Provided material:
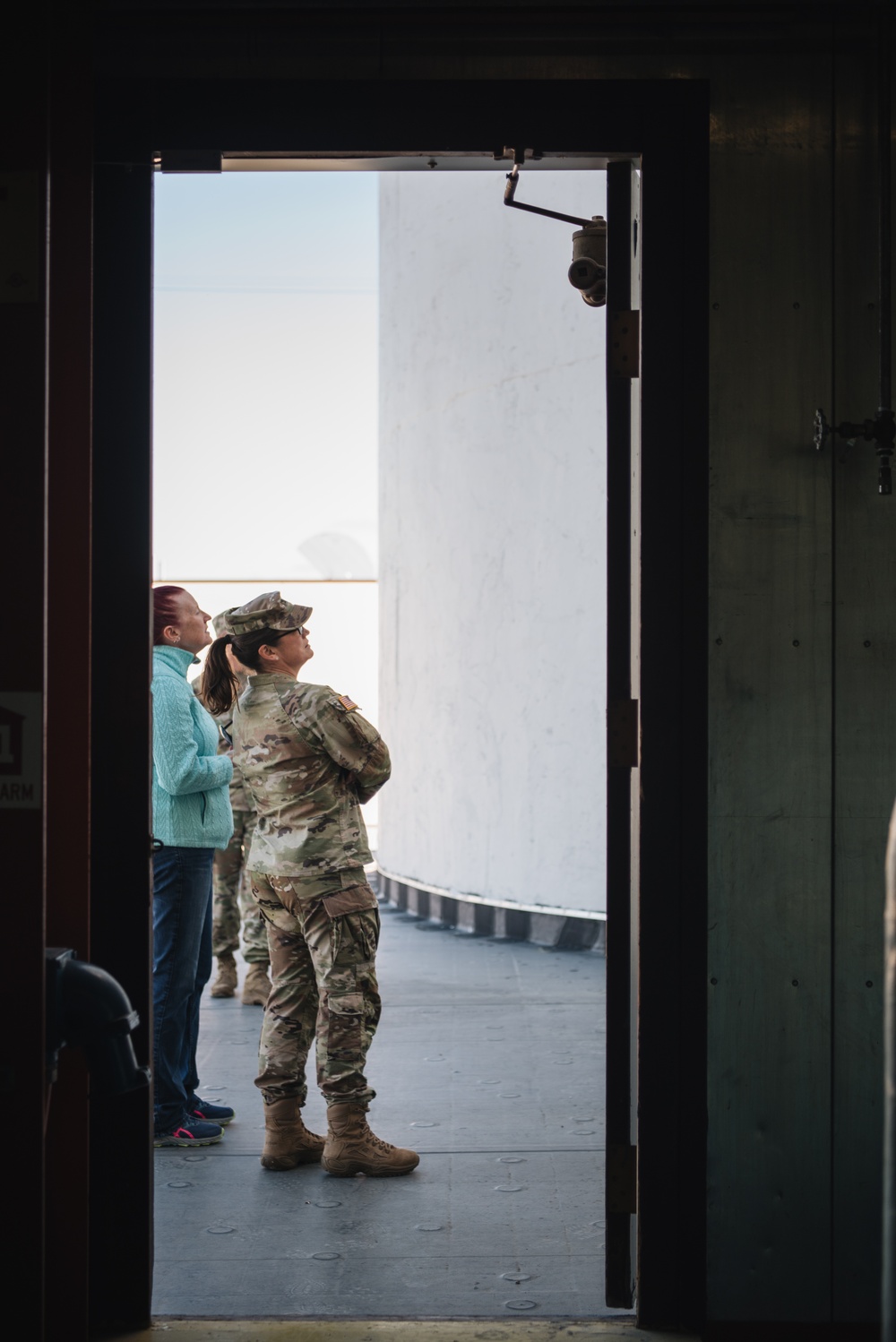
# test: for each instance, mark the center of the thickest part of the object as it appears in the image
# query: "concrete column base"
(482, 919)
==
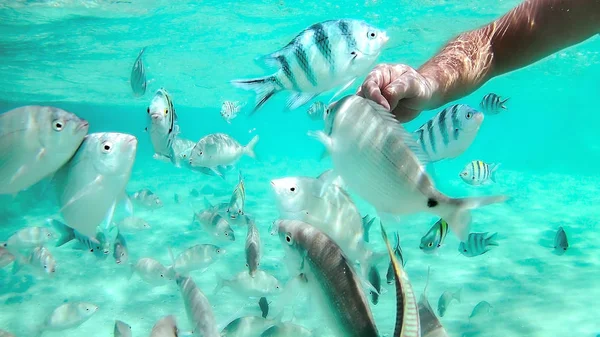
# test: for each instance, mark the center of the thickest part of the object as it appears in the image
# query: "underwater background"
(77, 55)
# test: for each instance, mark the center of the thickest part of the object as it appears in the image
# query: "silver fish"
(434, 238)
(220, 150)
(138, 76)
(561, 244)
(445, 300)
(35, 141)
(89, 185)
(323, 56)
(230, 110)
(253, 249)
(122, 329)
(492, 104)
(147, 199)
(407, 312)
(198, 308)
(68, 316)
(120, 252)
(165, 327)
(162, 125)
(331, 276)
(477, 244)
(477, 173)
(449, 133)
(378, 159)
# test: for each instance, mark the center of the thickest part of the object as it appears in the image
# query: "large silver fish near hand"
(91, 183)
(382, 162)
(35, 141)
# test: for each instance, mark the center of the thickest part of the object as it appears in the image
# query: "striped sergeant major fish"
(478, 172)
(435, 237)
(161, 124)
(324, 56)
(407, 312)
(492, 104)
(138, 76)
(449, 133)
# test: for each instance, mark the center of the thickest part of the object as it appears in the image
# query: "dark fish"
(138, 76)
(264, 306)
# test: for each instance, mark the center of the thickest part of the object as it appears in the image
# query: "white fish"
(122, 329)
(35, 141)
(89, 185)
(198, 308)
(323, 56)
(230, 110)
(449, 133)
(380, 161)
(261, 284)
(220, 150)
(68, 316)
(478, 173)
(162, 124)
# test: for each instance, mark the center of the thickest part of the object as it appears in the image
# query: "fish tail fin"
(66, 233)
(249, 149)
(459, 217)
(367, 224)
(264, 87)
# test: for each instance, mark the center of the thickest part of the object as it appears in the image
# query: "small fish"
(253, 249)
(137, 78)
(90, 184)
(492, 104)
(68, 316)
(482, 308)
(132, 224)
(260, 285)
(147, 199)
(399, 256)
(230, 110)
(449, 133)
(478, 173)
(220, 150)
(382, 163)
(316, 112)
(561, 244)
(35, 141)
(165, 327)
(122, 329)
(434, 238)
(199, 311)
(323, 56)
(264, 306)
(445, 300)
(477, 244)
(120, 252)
* * *
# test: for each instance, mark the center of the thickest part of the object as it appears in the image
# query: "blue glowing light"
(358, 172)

What this task involves:
Collect every line from the items above that contains the string "fish", copying each one in full. Case counts when matching.

Reply:
# query: "silver fish"
# query: "large silver fish near hand"
# query: "striped sergeant major fish"
# query: "dark fish"
# query: "white fish"
# query: "fish tail fin"
# query: "small fish"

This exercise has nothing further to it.